▶
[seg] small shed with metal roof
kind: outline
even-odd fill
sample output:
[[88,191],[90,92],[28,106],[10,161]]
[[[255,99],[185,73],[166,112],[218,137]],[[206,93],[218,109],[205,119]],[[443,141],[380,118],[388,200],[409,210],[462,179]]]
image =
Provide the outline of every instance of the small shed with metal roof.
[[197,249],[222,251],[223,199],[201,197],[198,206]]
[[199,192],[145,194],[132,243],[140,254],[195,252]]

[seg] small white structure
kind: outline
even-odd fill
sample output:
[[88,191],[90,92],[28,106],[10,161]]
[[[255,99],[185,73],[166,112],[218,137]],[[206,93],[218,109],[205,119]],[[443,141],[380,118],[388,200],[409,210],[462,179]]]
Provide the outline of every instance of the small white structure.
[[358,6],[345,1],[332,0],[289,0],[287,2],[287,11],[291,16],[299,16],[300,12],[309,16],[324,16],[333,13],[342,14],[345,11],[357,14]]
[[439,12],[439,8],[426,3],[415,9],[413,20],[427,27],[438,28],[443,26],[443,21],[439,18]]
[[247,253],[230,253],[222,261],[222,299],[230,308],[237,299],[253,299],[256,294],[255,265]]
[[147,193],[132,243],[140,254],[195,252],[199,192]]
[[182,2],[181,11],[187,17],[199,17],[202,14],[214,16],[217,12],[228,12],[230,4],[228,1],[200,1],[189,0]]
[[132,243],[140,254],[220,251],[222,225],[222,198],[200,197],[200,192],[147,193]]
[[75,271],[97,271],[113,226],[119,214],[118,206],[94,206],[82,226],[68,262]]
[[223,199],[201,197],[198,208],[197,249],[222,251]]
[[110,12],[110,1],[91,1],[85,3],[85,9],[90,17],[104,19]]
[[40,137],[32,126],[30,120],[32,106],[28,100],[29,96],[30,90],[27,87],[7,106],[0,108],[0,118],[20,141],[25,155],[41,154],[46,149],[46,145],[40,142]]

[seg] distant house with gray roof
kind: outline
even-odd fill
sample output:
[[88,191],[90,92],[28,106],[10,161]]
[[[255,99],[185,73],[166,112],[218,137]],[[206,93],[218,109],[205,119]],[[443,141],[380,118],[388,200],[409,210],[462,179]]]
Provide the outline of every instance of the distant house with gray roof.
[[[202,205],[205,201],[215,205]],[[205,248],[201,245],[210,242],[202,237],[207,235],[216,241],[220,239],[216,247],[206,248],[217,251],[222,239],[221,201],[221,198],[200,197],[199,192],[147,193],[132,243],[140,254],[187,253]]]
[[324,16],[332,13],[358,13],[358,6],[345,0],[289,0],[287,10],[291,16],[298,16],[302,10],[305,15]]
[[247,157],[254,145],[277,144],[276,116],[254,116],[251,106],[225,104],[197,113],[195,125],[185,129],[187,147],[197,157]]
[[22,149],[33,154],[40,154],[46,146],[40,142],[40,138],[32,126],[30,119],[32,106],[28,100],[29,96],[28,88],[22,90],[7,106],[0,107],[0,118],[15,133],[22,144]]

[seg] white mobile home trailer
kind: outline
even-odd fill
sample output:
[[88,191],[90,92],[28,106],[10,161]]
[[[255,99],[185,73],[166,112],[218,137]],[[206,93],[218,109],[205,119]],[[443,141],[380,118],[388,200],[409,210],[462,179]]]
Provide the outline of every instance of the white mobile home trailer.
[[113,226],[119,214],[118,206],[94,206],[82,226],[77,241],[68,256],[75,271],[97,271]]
◀
◆ Work required ◆
Update the listing from its first line through the line containing "[[199,192],[145,194],[132,243],[140,254],[195,252]]", with both included. Output those lines again with "small shed with metal roof" replaced by "small shed with tin roof" and nothing else changed.

◆ Complete response ◆
[seg] small shed with tin roof
kind: outline
even-odd fill
sample output:
[[88,191],[90,92],[28,106],[10,161]]
[[[255,99],[185,73],[166,112],[218,137]],[[206,93],[218,109],[205,119]],[[443,141],[380,118],[388,200],[409,210],[462,179]]]
image =
Provide the outline of every instance of the small shed with tin roof.
[[197,249],[222,251],[223,199],[201,197],[198,206]]
[[199,192],[145,194],[132,243],[140,254],[195,252]]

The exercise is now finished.